**SHORT EXERCISE**
Convert the records below, from the line containing "Draw the outline of every instance of the narrow" up to and including the line containing "M96 192L89 155L79", into a Markdown table with the columns Row and Text, omitting blank lines.

**DATA SHOWN**
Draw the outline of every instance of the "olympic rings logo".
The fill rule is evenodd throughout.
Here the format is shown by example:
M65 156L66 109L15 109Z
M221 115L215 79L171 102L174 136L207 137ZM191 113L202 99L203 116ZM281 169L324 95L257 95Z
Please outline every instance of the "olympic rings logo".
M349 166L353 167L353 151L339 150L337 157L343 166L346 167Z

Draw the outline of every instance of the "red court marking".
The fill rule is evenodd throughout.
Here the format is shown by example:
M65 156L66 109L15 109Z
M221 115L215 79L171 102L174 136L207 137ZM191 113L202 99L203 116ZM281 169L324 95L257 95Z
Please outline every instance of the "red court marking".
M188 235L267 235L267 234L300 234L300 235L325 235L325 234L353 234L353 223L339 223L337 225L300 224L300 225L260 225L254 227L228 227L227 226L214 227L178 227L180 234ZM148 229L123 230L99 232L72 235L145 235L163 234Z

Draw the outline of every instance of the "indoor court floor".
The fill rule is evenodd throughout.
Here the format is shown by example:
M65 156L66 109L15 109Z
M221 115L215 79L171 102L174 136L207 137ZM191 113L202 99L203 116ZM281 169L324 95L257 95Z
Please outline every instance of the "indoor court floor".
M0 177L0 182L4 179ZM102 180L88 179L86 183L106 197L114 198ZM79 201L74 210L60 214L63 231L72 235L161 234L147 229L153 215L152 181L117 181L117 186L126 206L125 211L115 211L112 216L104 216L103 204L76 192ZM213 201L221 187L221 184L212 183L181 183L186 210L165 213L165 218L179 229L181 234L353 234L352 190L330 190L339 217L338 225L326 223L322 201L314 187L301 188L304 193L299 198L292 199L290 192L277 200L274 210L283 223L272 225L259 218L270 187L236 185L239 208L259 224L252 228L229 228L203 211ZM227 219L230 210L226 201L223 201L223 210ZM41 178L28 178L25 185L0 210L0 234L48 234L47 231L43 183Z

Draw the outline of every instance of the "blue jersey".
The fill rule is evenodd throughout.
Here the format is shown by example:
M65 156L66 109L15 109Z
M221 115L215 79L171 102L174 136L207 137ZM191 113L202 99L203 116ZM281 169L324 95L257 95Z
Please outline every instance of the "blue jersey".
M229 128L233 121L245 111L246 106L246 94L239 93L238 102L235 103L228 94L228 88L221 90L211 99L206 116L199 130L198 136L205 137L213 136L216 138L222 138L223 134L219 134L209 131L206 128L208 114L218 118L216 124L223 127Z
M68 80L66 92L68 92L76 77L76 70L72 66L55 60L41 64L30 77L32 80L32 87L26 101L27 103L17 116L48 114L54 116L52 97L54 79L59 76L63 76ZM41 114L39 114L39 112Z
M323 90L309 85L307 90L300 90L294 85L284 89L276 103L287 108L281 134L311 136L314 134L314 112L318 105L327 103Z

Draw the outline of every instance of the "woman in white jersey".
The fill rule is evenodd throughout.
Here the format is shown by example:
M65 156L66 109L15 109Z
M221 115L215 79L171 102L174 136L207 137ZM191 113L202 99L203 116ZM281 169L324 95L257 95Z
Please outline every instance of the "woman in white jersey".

--

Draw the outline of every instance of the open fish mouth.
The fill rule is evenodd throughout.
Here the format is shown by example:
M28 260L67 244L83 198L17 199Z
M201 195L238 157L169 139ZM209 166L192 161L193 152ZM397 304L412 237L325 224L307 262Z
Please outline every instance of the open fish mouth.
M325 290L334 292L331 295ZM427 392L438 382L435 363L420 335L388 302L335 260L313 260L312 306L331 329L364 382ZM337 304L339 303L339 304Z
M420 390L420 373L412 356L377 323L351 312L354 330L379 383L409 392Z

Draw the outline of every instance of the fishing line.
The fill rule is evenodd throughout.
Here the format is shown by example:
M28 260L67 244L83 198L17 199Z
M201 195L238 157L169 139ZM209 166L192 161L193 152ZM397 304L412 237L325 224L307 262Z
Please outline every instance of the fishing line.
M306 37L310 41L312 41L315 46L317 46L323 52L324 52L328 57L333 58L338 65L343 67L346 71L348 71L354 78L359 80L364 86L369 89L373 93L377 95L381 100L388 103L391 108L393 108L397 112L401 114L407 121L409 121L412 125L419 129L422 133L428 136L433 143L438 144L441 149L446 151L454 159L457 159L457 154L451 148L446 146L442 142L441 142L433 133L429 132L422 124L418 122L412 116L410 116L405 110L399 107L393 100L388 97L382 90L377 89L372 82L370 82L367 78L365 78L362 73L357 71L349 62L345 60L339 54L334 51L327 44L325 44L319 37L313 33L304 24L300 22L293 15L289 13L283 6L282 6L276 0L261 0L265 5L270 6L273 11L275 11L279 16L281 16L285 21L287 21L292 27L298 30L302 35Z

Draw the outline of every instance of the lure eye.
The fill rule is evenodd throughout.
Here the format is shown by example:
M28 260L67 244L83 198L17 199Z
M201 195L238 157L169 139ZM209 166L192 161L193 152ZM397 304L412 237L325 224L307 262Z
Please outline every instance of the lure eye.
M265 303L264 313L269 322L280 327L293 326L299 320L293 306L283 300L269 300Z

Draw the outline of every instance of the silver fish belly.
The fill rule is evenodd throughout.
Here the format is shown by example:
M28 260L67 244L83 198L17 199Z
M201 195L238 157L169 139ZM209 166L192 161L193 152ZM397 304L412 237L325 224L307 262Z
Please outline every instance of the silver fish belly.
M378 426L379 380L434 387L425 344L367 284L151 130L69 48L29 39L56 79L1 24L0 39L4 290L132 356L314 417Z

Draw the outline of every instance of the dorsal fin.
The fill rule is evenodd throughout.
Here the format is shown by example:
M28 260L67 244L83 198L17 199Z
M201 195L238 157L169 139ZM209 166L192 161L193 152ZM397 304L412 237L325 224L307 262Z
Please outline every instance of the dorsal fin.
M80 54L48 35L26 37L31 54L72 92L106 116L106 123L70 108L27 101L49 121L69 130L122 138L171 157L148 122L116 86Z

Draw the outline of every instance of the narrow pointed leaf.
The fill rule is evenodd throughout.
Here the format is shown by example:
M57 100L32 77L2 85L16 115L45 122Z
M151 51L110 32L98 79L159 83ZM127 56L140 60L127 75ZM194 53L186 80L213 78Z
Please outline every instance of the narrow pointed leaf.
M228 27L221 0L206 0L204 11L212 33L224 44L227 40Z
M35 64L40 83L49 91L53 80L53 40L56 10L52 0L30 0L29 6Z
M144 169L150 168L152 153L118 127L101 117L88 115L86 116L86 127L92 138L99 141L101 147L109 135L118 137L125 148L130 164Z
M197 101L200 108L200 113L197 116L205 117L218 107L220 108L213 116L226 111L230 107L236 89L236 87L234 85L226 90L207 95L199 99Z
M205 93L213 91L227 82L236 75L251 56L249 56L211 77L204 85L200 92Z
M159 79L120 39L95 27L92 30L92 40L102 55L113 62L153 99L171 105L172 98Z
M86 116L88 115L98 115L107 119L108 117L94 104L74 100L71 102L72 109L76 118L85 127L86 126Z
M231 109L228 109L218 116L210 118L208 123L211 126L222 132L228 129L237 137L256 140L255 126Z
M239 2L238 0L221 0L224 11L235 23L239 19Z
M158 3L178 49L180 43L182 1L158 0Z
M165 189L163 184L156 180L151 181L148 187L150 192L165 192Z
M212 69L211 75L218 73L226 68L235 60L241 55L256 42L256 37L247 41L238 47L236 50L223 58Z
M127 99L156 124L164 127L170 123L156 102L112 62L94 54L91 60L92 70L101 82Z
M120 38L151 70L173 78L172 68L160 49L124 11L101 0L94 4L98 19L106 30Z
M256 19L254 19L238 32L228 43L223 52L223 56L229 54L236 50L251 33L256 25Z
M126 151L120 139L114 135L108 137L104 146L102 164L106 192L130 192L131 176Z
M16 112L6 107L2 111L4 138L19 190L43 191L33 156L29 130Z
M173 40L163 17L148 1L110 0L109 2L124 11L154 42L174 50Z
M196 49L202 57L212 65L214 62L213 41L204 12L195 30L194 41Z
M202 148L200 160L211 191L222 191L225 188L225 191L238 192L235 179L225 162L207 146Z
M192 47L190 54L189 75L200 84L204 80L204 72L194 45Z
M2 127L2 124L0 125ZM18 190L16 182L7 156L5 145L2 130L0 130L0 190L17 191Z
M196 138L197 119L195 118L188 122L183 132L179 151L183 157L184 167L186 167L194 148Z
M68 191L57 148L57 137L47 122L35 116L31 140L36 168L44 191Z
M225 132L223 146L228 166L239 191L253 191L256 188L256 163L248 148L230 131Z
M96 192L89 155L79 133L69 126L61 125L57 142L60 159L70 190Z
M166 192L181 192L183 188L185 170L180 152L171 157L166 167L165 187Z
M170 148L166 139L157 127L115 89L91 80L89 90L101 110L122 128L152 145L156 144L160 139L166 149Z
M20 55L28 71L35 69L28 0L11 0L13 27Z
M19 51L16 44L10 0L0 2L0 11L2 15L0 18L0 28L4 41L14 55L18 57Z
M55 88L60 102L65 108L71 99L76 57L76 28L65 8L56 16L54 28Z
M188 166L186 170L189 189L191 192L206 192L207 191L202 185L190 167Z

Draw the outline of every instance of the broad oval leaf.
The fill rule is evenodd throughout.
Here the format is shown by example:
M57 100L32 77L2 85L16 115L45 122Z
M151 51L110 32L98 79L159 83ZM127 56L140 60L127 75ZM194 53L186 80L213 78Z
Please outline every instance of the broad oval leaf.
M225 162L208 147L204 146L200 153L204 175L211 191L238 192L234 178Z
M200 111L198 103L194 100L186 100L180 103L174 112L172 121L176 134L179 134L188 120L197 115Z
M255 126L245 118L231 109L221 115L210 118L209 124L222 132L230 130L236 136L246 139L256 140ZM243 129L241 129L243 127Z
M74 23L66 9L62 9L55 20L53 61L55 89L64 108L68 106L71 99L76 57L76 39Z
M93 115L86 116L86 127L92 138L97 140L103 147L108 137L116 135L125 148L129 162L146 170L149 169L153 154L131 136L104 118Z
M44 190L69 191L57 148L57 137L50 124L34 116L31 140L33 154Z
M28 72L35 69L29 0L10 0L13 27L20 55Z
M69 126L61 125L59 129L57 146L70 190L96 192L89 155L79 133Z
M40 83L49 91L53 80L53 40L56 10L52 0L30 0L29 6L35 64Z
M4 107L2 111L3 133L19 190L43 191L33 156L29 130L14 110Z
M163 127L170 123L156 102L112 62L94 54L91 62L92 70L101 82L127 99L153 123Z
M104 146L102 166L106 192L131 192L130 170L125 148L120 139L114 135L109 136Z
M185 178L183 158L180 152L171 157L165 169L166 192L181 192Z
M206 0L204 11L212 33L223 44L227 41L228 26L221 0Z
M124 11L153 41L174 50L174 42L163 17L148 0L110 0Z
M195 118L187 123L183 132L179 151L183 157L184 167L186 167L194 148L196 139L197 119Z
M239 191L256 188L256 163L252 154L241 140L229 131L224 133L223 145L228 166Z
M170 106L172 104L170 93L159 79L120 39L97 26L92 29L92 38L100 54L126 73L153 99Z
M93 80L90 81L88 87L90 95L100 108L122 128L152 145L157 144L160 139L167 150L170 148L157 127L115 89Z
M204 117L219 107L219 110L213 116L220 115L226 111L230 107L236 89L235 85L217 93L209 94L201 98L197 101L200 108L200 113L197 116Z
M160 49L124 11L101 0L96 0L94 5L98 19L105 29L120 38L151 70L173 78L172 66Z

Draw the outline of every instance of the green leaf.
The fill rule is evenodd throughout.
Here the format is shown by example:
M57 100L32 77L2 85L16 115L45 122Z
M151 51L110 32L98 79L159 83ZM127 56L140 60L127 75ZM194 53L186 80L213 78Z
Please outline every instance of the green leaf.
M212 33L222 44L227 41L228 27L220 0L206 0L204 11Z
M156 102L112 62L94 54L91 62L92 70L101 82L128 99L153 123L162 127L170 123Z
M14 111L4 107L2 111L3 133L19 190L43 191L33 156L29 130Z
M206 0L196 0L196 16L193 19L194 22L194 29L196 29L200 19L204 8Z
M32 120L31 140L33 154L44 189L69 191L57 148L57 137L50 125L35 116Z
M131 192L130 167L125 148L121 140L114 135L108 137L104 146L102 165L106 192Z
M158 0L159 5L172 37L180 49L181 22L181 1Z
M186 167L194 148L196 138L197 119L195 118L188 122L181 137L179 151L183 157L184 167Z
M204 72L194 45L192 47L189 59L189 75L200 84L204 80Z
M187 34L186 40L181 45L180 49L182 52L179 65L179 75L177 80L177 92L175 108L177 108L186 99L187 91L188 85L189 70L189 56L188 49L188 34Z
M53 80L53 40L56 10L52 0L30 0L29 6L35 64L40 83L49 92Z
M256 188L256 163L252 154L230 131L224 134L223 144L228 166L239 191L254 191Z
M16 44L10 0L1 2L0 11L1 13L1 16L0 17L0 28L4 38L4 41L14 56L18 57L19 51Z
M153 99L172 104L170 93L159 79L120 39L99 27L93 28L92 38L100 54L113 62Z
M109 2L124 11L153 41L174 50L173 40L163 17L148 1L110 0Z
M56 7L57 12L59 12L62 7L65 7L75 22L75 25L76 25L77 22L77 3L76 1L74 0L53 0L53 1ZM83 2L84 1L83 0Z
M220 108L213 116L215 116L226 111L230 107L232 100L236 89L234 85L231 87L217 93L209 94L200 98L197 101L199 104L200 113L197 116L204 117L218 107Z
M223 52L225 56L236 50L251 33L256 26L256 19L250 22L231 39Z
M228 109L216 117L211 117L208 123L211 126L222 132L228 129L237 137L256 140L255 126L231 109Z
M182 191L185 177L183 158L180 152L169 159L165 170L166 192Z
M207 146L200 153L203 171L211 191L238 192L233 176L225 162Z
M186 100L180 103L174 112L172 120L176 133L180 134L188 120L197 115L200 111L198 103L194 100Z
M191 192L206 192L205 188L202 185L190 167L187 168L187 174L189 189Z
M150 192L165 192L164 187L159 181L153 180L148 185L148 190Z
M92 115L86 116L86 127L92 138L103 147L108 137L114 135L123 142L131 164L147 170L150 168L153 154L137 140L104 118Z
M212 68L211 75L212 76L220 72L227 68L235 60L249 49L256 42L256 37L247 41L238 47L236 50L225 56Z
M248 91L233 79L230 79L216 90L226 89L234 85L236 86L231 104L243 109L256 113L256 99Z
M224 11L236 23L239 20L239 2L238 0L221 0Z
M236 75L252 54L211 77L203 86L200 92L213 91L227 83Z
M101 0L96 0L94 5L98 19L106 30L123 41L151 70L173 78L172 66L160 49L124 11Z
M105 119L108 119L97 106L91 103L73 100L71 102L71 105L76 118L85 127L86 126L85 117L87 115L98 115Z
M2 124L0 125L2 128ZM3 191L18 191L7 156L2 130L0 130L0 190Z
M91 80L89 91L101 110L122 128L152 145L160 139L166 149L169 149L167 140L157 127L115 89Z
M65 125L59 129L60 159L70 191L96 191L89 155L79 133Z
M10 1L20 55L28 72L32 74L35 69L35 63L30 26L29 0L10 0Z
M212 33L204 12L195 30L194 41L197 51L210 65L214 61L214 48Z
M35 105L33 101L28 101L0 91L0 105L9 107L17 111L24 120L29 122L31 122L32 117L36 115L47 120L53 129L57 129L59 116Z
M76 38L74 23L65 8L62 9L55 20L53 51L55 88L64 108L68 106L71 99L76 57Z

**TASK OUTPUT**
| Row | Text |
|---|---|
| 1 | Draw the outline of every instance of the narrow pointed leaf. |
| 2 | The fill rule is evenodd throughout. |
| 3 | Here the format is shown by example: |
| 4 | M57 100L32 77L2 85L16 115L45 122Z |
| 5 | M151 51L110 32L98 79L159 83ZM127 56L140 60L127 75ZM194 53L186 80L213 78Z |
| 6 | Please outline every instance of the narrow pointed leaf. |
| 7 | M228 27L221 0L206 0L204 11L212 33L224 44L227 40Z |
| 8 | M35 64L40 83L49 91L53 80L53 40L56 10L52 0L30 0L29 6Z |
| 9 | M144 169L150 168L152 153L118 127L101 117L88 115L86 116L86 127L92 138L99 141L101 147L109 135L118 137L125 148L130 164Z |
| 10 | M197 101L200 108L200 113L197 116L205 117L218 107L220 108L213 116L226 111L230 107L236 89L236 87L234 85L226 90L207 95L199 99Z |
| 11 | M205 93L213 91L227 82L236 75L251 56L249 56L211 77L204 85L200 92Z |
| 12 | M159 79L120 39L95 27L92 30L92 40L102 55L113 62L153 99L171 105L172 98Z |
| 13 | M86 116L88 115L98 115L107 119L108 117L94 104L74 100L71 102L72 109L76 118L85 127L86 126Z |
| 14 | M231 109L228 109L218 116L210 118L208 123L211 126L222 132L228 129L237 137L256 140L255 126Z |
| 15 | M239 2L238 0L221 0L224 11L235 23L239 19Z |
| 16 | M158 3L178 49L180 43L182 1L158 0Z |
| 17 | M165 189L163 184L156 180L151 181L148 187L150 192L165 192Z |
| 18 | M212 69L211 75L218 73L226 68L235 60L241 55L256 42L256 37L247 41L238 47L236 50L223 58Z |
| 19 | M127 99L156 124L164 127L170 123L156 102L112 62L94 54L91 60L92 70L101 82Z |
| 20 | M120 38L151 70L173 78L172 68L160 49L124 11L101 0L94 4L98 19L106 30Z |
| 21 | M256 19L254 19L238 32L228 43L223 52L223 56L229 54L236 50L251 33L256 25Z |
| 22 | M126 151L120 139L114 135L108 137L104 146L102 164L106 192L130 192L131 176Z |
| 23 | M16 112L6 107L2 111L4 138L19 190L43 191L33 156L29 130Z |
| 24 | M173 40L163 17L148 1L110 0L109 2L124 11L154 42L174 50Z |
| 25 | M196 49L202 57L212 65L214 62L213 41L204 12L195 30L194 41Z |
| 26 | M202 148L200 160L211 191L222 191L225 188L225 191L238 192L235 179L225 162L207 146Z |
| 27 | M192 47L190 54L189 75L200 84L204 80L204 72L194 45Z |
| 28 | M2 127L2 124L0 125ZM18 190L16 182L7 156L5 145L2 130L0 130L0 190L17 191Z |
| 29 | M196 138L197 119L195 118L188 122L183 132L179 151L183 157L184 167L186 167L194 148Z |
| 30 | M68 191L57 148L57 137L47 122L35 116L31 140L36 168L44 191Z |
| 31 | M225 132L223 146L228 166L239 191L253 191L256 188L256 163L248 148L230 131Z |
| 32 | M96 192L89 155L79 133L69 126L61 125L57 142L60 159L70 190Z |